* Start Data section *

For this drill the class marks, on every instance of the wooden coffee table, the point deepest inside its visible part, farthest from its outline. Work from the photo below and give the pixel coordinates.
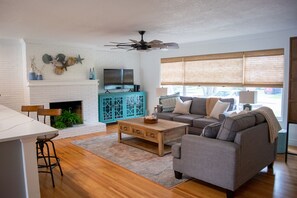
(162, 132)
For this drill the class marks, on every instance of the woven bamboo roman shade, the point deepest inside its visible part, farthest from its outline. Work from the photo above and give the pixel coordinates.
(255, 68)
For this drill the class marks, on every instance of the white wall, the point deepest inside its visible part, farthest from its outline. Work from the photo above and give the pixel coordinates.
(75, 72)
(11, 73)
(115, 60)
(150, 62)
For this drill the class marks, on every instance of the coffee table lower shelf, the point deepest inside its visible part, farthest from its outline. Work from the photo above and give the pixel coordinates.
(151, 147)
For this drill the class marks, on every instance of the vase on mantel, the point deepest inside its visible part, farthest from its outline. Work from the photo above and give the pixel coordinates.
(39, 76)
(32, 75)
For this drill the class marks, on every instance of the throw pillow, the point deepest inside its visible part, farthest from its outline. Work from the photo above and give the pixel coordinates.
(220, 107)
(182, 107)
(232, 125)
(211, 130)
(168, 102)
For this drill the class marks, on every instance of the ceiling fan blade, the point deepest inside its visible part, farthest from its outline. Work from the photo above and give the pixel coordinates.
(155, 42)
(134, 41)
(143, 45)
(171, 45)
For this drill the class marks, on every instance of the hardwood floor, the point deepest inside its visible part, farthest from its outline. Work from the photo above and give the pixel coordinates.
(86, 175)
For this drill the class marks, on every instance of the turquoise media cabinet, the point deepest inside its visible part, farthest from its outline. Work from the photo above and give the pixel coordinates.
(119, 106)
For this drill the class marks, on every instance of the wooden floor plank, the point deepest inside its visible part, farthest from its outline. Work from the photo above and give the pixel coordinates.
(87, 175)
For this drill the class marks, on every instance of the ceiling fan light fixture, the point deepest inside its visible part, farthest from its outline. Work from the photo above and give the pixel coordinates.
(143, 45)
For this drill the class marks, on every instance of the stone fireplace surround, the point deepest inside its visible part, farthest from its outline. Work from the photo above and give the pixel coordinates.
(44, 92)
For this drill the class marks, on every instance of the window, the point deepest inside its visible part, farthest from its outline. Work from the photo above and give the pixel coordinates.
(224, 75)
(264, 68)
(270, 97)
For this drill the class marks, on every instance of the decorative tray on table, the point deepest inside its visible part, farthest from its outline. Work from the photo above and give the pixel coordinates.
(150, 120)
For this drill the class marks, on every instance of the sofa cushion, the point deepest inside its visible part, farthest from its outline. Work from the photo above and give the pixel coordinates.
(168, 102)
(182, 107)
(220, 107)
(203, 122)
(185, 98)
(211, 130)
(166, 115)
(186, 118)
(231, 101)
(259, 117)
(198, 106)
(232, 125)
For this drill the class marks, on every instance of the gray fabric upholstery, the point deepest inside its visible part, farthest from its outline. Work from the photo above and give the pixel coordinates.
(194, 130)
(186, 118)
(259, 117)
(185, 98)
(198, 106)
(175, 150)
(226, 164)
(167, 115)
(196, 119)
(168, 102)
(203, 122)
(211, 131)
(231, 125)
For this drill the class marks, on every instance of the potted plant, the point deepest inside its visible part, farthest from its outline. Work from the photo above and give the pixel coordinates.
(67, 119)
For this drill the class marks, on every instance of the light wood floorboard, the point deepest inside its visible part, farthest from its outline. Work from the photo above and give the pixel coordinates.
(86, 175)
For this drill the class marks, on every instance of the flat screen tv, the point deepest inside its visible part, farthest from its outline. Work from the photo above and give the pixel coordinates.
(118, 79)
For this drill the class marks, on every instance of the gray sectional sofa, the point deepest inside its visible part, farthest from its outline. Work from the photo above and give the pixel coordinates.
(197, 118)
(231, 154)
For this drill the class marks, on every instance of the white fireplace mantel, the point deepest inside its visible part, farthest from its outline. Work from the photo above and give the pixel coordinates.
(35, 83)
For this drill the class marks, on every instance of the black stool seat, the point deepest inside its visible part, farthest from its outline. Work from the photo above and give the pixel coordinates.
(43, 144)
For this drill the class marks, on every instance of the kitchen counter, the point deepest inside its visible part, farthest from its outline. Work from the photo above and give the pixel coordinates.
(18, 172)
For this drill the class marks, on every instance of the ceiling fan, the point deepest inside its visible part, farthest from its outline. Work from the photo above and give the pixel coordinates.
(143, 45)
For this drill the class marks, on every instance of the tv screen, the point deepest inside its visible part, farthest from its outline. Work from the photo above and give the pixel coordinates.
(112, 76)
(118, 79)
(128, 77)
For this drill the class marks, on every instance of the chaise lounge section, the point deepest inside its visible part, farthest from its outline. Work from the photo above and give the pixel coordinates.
(197, 117)
(228, 154)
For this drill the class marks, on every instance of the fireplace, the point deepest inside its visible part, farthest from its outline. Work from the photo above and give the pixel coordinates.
(82, 97)
(73, 106)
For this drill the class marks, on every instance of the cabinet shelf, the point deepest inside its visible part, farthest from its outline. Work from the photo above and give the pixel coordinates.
(119, 106)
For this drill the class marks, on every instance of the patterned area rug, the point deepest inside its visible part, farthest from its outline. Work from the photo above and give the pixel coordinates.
(148, 165)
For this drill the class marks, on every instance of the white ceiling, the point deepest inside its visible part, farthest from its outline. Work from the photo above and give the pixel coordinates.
(96, 22)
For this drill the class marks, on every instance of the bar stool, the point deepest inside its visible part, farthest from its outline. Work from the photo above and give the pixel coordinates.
(31, 108)
(42, 142)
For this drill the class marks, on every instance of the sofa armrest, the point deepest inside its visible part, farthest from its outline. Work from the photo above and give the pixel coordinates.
(256, 150)
(211, 160)
(222, 116)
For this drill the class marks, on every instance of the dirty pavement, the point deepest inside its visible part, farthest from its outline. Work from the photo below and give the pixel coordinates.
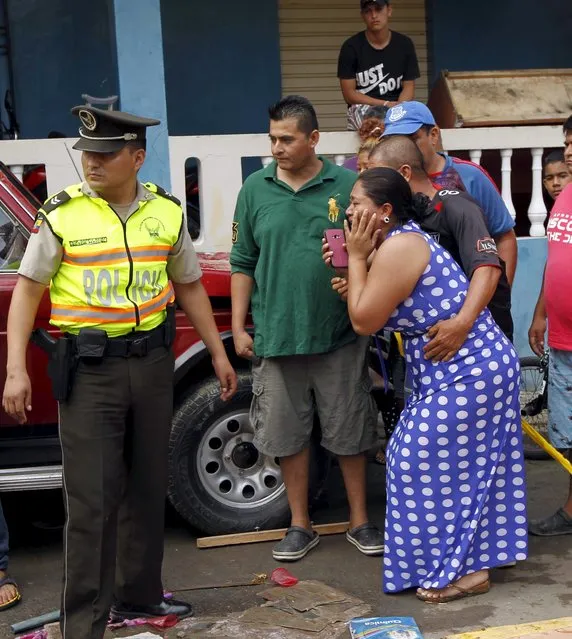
(538, 589)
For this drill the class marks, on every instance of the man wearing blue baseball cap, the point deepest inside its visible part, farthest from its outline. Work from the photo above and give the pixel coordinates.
(378, 66)
(416, 120)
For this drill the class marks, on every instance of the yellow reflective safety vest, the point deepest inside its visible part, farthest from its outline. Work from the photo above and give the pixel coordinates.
(113, 275)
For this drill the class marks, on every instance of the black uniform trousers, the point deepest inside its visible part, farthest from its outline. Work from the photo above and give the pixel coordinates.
(114, 431)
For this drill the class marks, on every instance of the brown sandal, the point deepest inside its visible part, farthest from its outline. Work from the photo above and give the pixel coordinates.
(479, 589)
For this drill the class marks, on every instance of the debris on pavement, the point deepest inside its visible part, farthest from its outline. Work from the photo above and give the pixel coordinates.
(159, 623)
(385, 628)
(551, 629)
(258, 536)
(283, 577)
(308, 609)
(257, 580)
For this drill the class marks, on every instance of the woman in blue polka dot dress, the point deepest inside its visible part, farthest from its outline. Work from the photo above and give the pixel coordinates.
(456, 496)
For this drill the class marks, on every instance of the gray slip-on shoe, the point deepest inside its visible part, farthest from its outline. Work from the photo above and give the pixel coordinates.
(367, 538)
(557, 524)
(296, 544)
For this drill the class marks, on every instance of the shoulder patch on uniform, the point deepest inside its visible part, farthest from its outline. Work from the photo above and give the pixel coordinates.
(159, 190)
(487, 245)
(57, 200)
(38, 221)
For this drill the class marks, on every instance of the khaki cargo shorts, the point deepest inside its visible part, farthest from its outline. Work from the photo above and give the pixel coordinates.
(290, 391)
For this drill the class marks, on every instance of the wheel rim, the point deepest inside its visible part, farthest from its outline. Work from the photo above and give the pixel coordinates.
(530, 388)
(232, 470)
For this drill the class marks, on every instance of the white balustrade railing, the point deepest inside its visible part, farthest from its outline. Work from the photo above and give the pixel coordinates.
(220, 161)
(506, 171)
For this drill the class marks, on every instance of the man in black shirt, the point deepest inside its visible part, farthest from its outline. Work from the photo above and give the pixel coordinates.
(376, 67)
(456, 221)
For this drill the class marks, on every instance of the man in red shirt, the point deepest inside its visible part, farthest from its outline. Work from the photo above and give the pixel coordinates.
(555, 305)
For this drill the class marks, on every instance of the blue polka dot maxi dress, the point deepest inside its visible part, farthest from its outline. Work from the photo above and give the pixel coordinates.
(456, 496)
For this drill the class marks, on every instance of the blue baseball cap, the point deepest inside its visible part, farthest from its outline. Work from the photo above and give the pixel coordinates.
(407, 118)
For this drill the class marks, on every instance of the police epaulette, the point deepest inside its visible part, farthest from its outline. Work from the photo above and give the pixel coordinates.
(57, 200)
(161, 191)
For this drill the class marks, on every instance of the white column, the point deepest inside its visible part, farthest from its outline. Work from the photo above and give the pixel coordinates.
(506, 170)
(537, 208)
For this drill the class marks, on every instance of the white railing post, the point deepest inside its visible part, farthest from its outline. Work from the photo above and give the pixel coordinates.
(506, 170)
(537, 208)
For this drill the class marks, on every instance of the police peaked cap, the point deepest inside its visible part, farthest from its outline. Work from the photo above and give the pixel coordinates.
(104, 131)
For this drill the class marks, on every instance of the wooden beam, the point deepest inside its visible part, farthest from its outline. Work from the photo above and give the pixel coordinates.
(258, 536)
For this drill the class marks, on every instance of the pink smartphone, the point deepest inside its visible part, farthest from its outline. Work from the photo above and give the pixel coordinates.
(336, 240)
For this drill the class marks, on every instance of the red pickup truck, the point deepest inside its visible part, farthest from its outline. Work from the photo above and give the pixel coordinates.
(219, 482)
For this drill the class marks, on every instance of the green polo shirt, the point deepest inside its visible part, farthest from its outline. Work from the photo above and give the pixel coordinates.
(277, 240)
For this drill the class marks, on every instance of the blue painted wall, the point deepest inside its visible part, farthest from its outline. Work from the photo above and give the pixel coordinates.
(222, 65)
(493, 35)
(222, 62)
(60, 49)
(526, 286)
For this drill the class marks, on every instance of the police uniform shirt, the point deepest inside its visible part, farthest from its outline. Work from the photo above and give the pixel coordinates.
(457, 222)
(44, 252)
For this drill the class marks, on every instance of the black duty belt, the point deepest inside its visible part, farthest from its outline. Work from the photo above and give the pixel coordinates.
(94, 344)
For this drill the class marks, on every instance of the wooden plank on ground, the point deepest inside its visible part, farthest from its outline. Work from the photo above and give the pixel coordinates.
(258, 536)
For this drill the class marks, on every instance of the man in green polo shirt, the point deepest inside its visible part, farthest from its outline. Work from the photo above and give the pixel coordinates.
(306, 357)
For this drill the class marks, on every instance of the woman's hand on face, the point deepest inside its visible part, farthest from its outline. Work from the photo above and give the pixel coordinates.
(362, 238)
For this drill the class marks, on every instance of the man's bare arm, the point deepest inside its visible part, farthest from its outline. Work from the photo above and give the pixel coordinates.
(508, 252)
(24, 305)
(448, 336)
(537, 328)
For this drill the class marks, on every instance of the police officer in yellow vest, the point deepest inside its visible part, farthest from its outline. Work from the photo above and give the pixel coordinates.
(115, 254)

* End Data section *

> **Do this**
Put the lines of the material into a Markdown table with the columns "Row" and "Entry," numbering each row and skipping blank lines. Begin at the line that contains "of the woman's" and stop at the end of the material.

> **Output for this task**
| Row | Entry |
|---|---|
| 1 | For this drill the class marks, on every instance of the woman's hand on face, the point deepest inside its visible part, farthest from its outline. Work from the photo above and give the pixel coordinates. |
| 2 | (362, 238) |
| 3 | For this drill the class marks, on every instance of the man's bare arm, the point deepest inside its visible part, farthest from its outline. Work from the photo above and give the pixel coordinates. |
| 4 | (508, 252) |
| 5 | (24, 305) |
| 6 | (448, 336) |
| 7 | (537, 328) |
| 8 | For this drill the class marks, on every instance of the police officer in yellow vest, the point deepest inside its visible part, farthest from its outline. Work from the photo above and give the pixel coordinates. |
| 9 | (115, 254) |